**Exercise goal**
Return every line of the rows below that contains the word "tree", treating uppercase and lowercase as different.

**Dataset excerpts**

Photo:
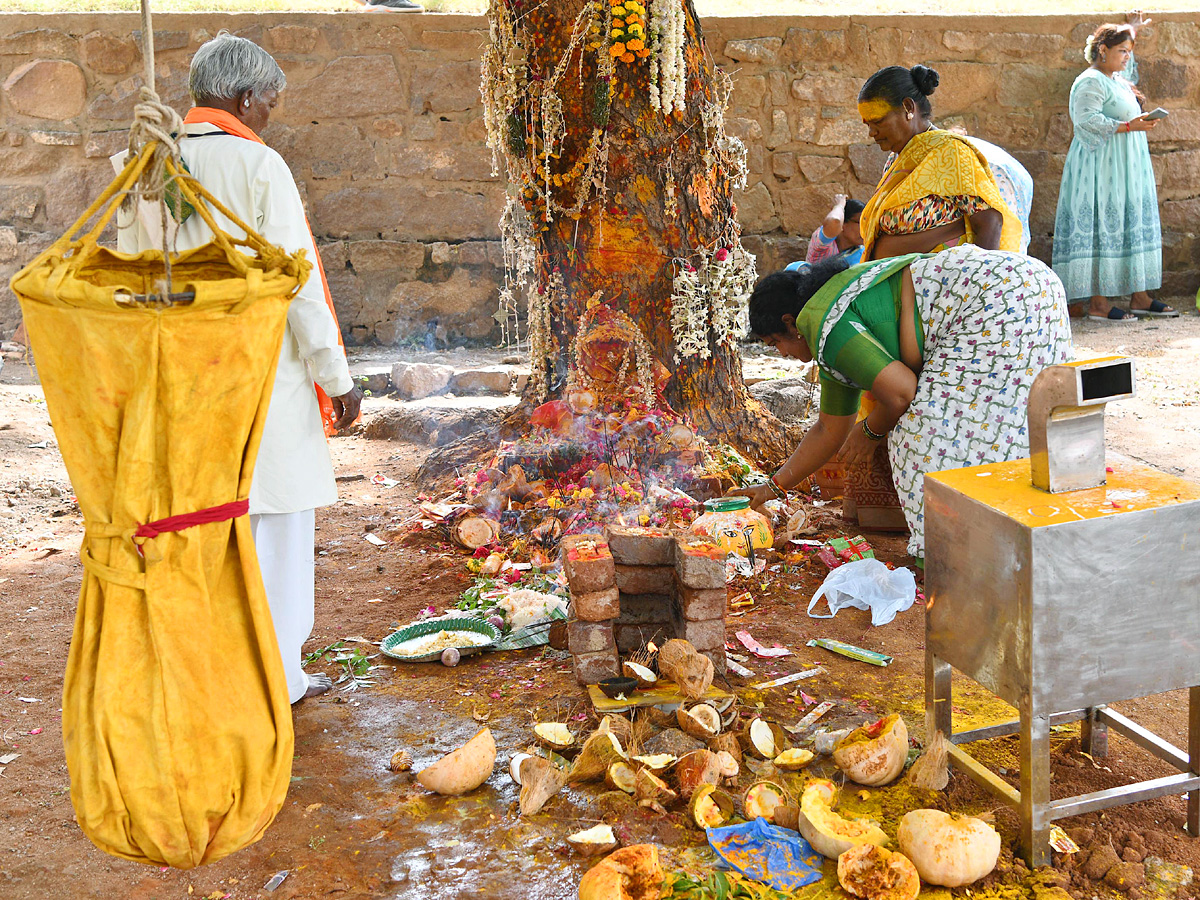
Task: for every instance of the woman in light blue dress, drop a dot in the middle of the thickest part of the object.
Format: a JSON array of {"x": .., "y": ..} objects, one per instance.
[{"x": 1108, "y": 241}]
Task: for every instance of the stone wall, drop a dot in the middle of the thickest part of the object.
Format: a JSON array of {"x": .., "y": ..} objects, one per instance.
[{"x": 383, "y": 129}]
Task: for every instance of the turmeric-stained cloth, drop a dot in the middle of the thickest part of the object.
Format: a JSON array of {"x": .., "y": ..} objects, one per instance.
[
  {"x": 175, "y": 718},
  {"x": 939, "y": 178}
]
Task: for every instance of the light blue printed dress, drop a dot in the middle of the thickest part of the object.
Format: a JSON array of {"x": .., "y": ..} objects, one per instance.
[{"x": 1107, "y": 239}]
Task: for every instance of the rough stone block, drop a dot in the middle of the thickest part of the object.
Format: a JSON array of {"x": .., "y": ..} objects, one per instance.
[
  {"x": 589, "y": 636},
  {"x": 107, "y": 53},
  {"x": 47, "y": 89},
  {"x": 646, "y": 579},
  {"x": 631, "y": 637},
  {"x": 700, "y": 565},
  {"x": 414, "y": 381},
  {"x": 756, "y": 49},
  {"x": 636, "y": 546},
  {"x": 588, "y": 563},
  {"x": 495, "y": 381},
  {"x": 594, "y": 667},
  {"x": 641, "y": 609},
  {"x": 599, "y": 606},
  {"x": 701, "y": 604},
  {"x": 706, "y": 635}
]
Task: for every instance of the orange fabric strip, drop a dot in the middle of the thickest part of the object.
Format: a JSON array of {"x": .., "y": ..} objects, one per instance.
[{"x": 233, "y": 125}]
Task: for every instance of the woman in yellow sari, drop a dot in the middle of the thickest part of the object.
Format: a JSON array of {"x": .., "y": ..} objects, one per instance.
[{"x": 937, "y": 190}]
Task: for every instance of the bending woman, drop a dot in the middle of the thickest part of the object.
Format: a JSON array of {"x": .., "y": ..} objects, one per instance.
[
  {"x": 937, "y": 190},
  {"x": 948, "y": 343}
]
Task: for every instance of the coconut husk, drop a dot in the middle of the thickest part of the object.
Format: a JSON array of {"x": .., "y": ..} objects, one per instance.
[
  {"x": 599, "y": 751},
  {"x": 931, "y": 771},
  {"x": 693, "y": 672},
  {"x": 540, "y": 780}
]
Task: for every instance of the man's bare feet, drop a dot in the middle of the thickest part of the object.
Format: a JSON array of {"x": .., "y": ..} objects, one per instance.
[{"x": 318, "y": 683}]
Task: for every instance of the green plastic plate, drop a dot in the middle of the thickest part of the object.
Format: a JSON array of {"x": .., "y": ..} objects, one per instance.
[{"x": 431, "y": 627}]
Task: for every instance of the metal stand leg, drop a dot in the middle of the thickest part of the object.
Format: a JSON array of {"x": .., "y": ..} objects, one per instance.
[
  {"x": 937, "y": 697},
  {"x": 1194, "y": 759},
  {"x": 1035, "y": 787},
  {"x": 1093, "y": 733}
]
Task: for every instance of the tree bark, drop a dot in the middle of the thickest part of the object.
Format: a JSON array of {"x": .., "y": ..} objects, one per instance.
[{"x": 659, "y": 198}]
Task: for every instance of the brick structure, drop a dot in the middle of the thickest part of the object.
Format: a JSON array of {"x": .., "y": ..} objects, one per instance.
[{"x": 631, "y": 586}]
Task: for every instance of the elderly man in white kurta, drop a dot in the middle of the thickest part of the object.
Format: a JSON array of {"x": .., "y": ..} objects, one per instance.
[{"x": 235, "y": 84}]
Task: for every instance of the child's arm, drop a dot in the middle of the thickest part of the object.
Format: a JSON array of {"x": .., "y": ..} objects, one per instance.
[{"x": 834, "y": 220}]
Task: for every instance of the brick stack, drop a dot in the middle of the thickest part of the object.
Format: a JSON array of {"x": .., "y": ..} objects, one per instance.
[{"x": 631, "y": 586}]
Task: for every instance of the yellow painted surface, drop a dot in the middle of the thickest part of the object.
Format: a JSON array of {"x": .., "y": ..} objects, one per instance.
[{"x": 1007, "y": 489}]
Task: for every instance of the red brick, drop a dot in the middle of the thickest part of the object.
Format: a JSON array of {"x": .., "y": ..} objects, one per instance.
[
  {"x": 696, "y": 604},
  {"x": 700, "y": 568},
  {"x": 633, "y": 637},
  {"x": 718, "y": 657},
  {"x": 589, "y": 636},
  {"x": 707, "y": 635},
  {"x": 592, "y": 667},
  {"x": 594, "y": 570},
  {"x": 631, "y": 547},
  {"x": 599, "y": 606},
  {"x": 646, "y": 579},
  {"x": 637, "y": 609}
]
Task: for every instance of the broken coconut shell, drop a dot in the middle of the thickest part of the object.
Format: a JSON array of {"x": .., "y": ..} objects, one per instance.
[
  {"x": 553, "y": 736},
  {"x": 592, "y": 843},
  {"x": 658, "y": 763},
  {"x": 793, "y": 760},
  {"x": 463, "y": 769},
  {"x": 874, "y": 754},
  {"x": 621, "y": 777},
  {"x": 762, "y": 798},
  {"x": 701, "y": 721},
  {"x": 646, "y": 678},
  {"x": 679, "y": 661},
  {"x": 648, "y": 786},
  {"x": 709, "y": 808},
  {"x": 540, "y": 780},
  {"x": 876, "y": 874},
  {"x": 599, "y": 751}
]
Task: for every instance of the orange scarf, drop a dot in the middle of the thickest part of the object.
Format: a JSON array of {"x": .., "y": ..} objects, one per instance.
[{"x": 232, "y": 125}]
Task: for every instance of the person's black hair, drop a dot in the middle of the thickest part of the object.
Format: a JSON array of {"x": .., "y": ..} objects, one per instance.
[
  {"x": 895, "y": 84},
  {"x": 785, "y": 293}
]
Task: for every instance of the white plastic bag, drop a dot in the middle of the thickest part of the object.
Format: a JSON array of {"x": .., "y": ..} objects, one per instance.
[{"x": 867, "y": 585}]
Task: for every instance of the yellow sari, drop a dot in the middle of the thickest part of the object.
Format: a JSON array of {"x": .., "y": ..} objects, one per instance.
[{"x": 942, "y": 165}]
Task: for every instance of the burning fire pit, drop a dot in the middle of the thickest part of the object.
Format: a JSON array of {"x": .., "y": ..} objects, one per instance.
[
  {"x": 631, "y": 586},
  {"x": 1062, "y": 593}
]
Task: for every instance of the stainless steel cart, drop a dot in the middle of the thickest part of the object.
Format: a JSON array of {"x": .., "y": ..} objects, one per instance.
[{"x": 1062, "y": 587}]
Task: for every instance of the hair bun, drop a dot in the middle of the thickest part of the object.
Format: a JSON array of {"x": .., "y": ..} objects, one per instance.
[{"x": 925, "y": 78}]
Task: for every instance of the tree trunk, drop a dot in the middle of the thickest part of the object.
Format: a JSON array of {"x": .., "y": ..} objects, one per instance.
[{"x": 609, "y": 193}]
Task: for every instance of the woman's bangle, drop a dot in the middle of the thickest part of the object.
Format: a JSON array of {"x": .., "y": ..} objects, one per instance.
[{"x": 870, "y": 435}]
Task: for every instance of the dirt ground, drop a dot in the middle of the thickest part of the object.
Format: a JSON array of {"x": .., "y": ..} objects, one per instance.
[{"x": 353, "y": 828}]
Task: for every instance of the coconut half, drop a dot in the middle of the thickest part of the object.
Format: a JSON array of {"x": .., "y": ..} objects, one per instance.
[
  {"x": 646, "y": 678},
  {"x": 711, "y": 808},
  {"x": 595, "y": 840},
  {"x": 555, "y": 736},
  {"x": 701, "y": 721},
  {"x": 793, "y": 760},
  {"x": 762, "y": 798}
]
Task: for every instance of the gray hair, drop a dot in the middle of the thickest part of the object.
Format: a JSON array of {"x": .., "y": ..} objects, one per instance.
[{"x": 227, "y": 66}]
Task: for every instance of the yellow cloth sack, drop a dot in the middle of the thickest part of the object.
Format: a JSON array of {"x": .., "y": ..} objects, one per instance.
[{"x": 175, "y": 715}]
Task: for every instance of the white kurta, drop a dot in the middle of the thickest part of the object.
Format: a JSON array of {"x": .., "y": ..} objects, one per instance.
[{"x": 293, "y": 471}]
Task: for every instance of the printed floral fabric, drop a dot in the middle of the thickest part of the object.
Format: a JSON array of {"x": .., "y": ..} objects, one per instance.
[
  {"x": 991, "y": 322},
  {"x": 1108, "y": 240}
]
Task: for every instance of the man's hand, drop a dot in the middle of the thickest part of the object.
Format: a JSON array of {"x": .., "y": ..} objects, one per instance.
[{"x": 347, "y": 406}]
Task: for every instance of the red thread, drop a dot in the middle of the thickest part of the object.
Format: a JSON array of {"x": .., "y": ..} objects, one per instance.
[{"x": 204, "y": 516}]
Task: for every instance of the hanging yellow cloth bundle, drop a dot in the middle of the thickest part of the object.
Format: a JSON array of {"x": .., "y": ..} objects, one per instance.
[{"x": 175, "y": 714}]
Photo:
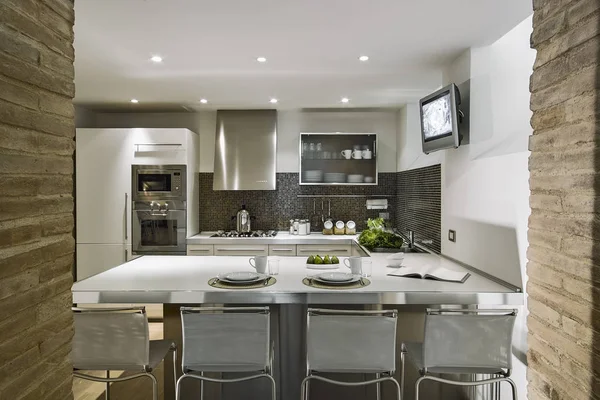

**Task result**
Task: for every instance of the tree bark, drop a dot in the middle of the thickest part of the object.
Task: for every instance of the tree trunk, drop a dot in the middle of the thickest part of the object.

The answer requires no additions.